This week, U.S. Sen. Marco Rubio, R-Fla., brought out the “Defending Freedom of Conscience for Cadets and Midshipmen Act.”
U.S. Sen. Rick Scott, R-Fla., and 10 other Senate Republicans co-sponsored Rubio’s proposal.
“The legislation would protect cadets and midshipmen at the U.S. Air Force Academy (USAFA), U.S. Naval Academy, U.S. Military Academy, U.S. Coast Guard Academy, and U.S. Merchant Marine Academy from being punished for their choice to not receive the COVID-19 vaccine. USAFA recently announced that unvaccinated seniors would not be commissioned. Cadets and midshipmen who do not commission could be forced to repay tuition, room, and board expenses for their time at the Academy,” Rubio’s office noted.
“It is outrageous to punish young men and women who want nothing more than to serve their nation,” Rubio said. “These are the types of ridiculous, unnecessarily punitive measures that discourage patriotic Americans from joining the military. The Academy should stop playing politics and focus on preparing cadets and midshipmen for their future service.”
“It is shameful to punish these cadets and diminish their commitment to serve our nation over a single personal health decision,” Scott said. “I am proud to join Senator Rubio on this common-sense measure to protect the cadets and midshipmen of our nation’s service academies.”
U.S. Rep. Doug Lamborn, R-Col., will take up the companion measure in the U.S. House.
“The dedicated cadets and midshipmen at our military service academies deserve nothing short of our admiration and support for their decision to serve their country at a young age,” Lamborn said. “It is unfortunate that political leadership in the U.S. Department of Defense is seeking to penalize these brave Americans by preventing them from graduating or serving in the military. They are even considering asking them to pay back hundreds of thousands in tuition. It is an honor to stand up for the constitutional rights of these young men and women, and I look forward to introducing this bill in the U.S. House of Representatives.”
Rubio’s bill was sent to the U.S. Senate Armed Services Committee. With Democrats in charge of both chambers on Capitol Hill, the bill will have a hard time passing.

» Problem details
From the article about the service academy vaccine bill, set down everything from "This week, U.S." down to "co-sponsored Rubio’s proposal." word for word. Rely only on the article about the service academy vaccine bill.

» Records supplied
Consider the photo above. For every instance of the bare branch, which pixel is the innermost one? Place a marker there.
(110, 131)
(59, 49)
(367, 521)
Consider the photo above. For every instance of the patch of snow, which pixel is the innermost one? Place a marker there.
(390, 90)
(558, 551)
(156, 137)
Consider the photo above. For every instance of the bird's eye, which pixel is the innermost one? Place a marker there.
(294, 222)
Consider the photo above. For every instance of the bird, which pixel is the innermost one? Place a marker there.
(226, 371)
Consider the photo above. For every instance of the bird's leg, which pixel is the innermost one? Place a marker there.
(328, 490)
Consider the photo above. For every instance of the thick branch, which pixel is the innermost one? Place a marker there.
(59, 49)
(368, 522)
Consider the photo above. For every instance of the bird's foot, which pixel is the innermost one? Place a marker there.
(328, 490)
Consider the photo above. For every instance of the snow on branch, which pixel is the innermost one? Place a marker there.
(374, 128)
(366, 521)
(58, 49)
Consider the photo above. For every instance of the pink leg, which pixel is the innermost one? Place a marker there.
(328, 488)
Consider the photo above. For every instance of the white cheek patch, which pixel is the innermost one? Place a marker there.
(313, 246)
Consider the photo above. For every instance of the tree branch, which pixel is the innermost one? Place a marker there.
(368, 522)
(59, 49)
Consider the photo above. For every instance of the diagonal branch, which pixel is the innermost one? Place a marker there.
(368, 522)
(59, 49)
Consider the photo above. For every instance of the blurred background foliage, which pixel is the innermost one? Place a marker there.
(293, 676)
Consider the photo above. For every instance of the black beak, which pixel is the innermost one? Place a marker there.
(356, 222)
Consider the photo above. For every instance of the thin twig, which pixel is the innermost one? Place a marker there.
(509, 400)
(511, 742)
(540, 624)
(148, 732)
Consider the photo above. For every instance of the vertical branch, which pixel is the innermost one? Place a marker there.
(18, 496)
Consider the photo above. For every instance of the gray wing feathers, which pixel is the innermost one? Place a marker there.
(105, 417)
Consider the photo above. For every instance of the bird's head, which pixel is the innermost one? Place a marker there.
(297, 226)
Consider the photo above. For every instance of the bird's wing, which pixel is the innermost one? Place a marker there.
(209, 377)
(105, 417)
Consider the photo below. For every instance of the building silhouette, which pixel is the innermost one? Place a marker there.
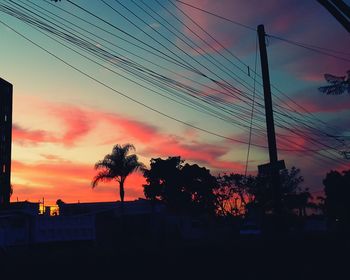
(5, 141)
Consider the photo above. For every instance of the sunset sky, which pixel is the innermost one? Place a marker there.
(64, 121)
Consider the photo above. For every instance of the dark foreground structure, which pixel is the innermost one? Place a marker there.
(5, 141)
(303, 257)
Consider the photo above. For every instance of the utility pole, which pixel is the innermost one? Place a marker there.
(5, 142)
(273, 167)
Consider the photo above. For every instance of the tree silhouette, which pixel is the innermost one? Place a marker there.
(117, 166)
(338, 85)
(337, 191)
(184, 188)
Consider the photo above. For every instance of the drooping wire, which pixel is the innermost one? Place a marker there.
(252, 112)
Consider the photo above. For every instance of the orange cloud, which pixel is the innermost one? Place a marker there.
(67, 181)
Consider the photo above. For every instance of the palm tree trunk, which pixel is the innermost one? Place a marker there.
(121, 190)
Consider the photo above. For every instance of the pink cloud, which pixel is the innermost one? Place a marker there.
(25, 136)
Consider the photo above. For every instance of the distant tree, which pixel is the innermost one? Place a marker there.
(255, 193)
(233, 193)
(184, 188)
(117, 166)
(337, 191)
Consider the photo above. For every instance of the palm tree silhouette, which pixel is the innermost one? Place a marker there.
(117, 165)
(338, 85)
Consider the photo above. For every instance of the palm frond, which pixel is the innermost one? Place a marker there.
(103, 176)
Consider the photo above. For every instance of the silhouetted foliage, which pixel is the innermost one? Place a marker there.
(233, 193)
(117, 166)
(337, 85)
(184, 188)
(237, 194)
(337, 191)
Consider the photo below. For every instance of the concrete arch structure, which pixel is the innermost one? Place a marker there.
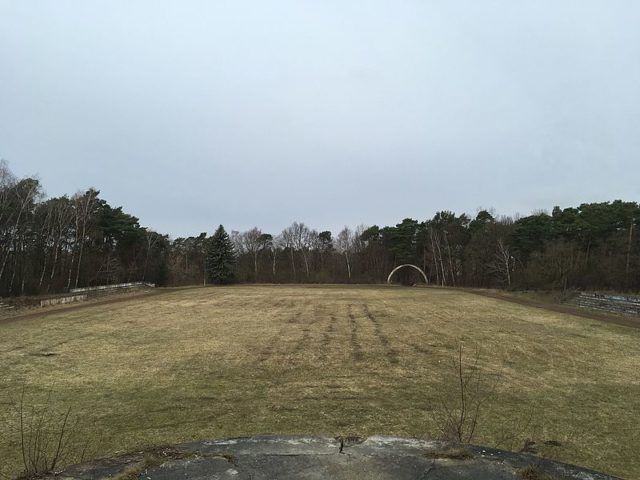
(407, 265)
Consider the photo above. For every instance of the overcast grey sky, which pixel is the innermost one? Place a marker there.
(195, 113)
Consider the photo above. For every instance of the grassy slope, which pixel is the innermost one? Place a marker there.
(241, 360)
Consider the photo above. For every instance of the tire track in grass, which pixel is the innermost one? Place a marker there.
(327, 336)
(356, 349)
(268, 351)
(390, 352)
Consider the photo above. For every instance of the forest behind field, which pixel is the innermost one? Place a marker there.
(50, 245)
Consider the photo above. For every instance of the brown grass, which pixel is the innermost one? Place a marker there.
(337, 360)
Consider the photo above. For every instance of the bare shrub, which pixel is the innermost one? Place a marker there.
(461, 409)
(49, 436)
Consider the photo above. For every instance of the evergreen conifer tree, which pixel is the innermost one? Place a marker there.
(221, 258)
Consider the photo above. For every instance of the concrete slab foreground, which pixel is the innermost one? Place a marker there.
(302, 457)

» Written answer
This week, U.S. Sen. Marco Rubio, R-Fla., brought out the “Defending Freedom of Conscience for Cadets and Midshipmen Act.”
U.S. Sen. Rick Scott, R-Fla., and 10 other Senate Republicans co-sponsored Rubio’s proposal.